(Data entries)
-*-

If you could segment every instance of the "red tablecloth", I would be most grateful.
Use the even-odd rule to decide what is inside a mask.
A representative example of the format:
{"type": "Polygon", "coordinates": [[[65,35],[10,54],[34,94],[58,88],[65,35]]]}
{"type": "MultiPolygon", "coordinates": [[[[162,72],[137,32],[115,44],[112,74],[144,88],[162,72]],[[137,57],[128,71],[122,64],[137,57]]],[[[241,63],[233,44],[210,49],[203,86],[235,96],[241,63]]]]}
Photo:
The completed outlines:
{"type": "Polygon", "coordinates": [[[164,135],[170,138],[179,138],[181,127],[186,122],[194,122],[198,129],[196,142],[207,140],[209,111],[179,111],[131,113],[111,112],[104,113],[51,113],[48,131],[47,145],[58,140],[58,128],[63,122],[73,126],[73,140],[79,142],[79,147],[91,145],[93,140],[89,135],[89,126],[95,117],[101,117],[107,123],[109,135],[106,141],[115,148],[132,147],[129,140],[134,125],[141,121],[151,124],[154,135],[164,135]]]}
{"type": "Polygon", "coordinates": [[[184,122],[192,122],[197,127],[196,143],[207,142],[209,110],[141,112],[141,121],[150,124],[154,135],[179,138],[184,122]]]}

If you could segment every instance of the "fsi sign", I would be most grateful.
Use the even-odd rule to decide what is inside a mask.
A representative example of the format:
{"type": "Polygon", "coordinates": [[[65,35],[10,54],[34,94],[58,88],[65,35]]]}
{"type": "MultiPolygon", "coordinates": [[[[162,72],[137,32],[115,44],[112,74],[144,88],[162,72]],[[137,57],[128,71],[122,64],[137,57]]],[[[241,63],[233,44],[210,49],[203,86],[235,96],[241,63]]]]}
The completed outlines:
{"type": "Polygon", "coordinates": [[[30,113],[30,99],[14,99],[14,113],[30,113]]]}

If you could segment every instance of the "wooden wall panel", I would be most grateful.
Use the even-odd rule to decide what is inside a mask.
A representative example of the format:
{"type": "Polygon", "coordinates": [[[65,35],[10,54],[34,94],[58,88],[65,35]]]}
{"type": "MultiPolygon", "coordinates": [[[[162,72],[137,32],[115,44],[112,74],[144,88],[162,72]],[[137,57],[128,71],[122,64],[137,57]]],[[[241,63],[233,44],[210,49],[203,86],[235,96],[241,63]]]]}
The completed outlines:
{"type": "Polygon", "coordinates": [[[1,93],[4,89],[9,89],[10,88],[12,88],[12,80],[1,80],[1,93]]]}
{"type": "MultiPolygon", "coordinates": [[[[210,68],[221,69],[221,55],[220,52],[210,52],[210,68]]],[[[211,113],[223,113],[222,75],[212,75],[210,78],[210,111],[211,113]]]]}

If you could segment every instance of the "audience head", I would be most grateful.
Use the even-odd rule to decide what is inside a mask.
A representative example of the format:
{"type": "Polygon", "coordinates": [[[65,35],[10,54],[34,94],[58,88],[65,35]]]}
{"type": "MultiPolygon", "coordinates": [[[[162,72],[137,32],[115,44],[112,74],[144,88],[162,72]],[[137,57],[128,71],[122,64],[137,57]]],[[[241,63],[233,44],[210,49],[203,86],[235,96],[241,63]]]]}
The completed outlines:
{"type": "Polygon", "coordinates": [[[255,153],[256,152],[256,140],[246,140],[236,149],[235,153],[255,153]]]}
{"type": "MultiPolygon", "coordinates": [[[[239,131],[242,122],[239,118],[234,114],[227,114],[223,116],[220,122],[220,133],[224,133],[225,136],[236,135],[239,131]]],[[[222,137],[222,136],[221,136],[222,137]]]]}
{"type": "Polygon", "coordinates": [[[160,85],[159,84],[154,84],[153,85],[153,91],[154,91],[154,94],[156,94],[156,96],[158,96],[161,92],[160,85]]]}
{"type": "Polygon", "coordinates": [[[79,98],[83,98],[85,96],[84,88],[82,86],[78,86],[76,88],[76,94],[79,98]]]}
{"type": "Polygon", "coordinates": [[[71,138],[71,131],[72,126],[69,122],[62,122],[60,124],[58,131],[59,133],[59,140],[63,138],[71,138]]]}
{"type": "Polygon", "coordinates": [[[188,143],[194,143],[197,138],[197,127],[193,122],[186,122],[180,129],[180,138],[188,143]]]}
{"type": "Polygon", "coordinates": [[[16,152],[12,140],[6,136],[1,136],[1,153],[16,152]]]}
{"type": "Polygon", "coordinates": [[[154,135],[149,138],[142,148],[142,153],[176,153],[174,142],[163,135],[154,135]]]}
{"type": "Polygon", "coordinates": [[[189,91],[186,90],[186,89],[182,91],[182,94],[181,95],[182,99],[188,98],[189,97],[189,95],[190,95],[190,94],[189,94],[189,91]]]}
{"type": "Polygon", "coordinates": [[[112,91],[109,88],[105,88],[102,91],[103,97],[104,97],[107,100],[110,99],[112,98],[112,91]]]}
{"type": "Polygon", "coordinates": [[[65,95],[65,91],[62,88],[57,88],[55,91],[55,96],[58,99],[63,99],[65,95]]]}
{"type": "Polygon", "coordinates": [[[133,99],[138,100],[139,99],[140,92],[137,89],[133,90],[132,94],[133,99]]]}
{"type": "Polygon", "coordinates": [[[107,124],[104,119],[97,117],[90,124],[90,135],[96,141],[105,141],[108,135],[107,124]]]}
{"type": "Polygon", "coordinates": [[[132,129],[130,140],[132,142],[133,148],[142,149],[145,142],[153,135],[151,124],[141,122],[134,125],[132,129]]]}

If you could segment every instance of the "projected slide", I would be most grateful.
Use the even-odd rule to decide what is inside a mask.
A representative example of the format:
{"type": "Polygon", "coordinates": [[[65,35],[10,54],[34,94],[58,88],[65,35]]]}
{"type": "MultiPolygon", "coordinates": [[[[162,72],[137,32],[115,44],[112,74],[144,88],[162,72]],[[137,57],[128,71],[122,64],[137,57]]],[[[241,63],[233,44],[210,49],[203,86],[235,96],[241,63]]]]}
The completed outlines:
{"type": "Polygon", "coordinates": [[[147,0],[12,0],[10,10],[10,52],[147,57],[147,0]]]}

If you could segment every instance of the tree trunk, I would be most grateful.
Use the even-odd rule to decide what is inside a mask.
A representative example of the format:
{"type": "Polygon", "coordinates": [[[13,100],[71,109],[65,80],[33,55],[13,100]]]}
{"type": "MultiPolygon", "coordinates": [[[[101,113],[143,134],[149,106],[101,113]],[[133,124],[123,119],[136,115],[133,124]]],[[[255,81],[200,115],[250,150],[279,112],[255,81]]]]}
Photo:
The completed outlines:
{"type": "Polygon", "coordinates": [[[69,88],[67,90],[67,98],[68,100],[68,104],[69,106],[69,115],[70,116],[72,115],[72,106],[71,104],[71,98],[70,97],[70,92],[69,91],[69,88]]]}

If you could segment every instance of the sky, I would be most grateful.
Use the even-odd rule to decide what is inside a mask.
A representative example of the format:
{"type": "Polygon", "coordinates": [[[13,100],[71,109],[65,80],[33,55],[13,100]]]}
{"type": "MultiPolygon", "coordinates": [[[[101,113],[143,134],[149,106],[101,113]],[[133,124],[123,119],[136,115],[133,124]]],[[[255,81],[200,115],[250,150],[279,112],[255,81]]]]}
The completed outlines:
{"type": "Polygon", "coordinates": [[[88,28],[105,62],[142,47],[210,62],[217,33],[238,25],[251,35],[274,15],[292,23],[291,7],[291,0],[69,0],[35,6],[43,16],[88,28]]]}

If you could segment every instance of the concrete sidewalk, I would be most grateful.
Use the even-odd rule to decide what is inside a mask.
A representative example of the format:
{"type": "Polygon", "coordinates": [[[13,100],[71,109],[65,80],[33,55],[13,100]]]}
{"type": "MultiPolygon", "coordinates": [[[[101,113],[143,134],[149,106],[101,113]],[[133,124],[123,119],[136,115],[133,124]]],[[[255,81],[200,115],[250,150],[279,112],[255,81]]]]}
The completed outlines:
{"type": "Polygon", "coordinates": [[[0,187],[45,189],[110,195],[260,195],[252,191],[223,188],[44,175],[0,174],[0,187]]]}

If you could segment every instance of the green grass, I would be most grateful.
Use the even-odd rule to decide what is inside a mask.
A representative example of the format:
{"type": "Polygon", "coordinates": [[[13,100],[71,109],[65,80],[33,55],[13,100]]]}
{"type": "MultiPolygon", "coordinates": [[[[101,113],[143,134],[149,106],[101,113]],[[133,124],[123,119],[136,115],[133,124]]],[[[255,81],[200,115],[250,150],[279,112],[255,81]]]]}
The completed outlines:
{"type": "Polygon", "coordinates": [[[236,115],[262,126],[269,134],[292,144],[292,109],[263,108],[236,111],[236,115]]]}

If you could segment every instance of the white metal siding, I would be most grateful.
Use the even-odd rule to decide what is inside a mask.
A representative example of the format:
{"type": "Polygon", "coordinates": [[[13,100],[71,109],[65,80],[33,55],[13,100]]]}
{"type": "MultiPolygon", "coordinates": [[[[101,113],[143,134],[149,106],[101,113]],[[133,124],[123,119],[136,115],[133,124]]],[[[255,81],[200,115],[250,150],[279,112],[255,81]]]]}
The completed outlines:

-*-

Problem: List each line in the entries above that contains the string "segment". Treat uppercase and lowercase letters as distinct.

Result:
If you could segment every instance of the "red tablecloth", I would be most grateful.
If you could segment every instance of the "fsi sign", I would be most grateful.
If you could segment every instance of the "wooden wall panel", I would be most grateful.
If you could segment every instance of the "audience head", I would be most grateful.
If you could segment every instance of the "projected slide", I would be most grateful.
If you could segment every instance of the tree trunk, I would be most grateful.
If you could segment every instance of the sky, I would be most grateful.
If you could segment every instance of the concrete sidewalk, I would be most grateful.
If you could segment every instance of the green grass, I would be most grateful.
If you could segment every instance of the white metal siding, I would be most grateful.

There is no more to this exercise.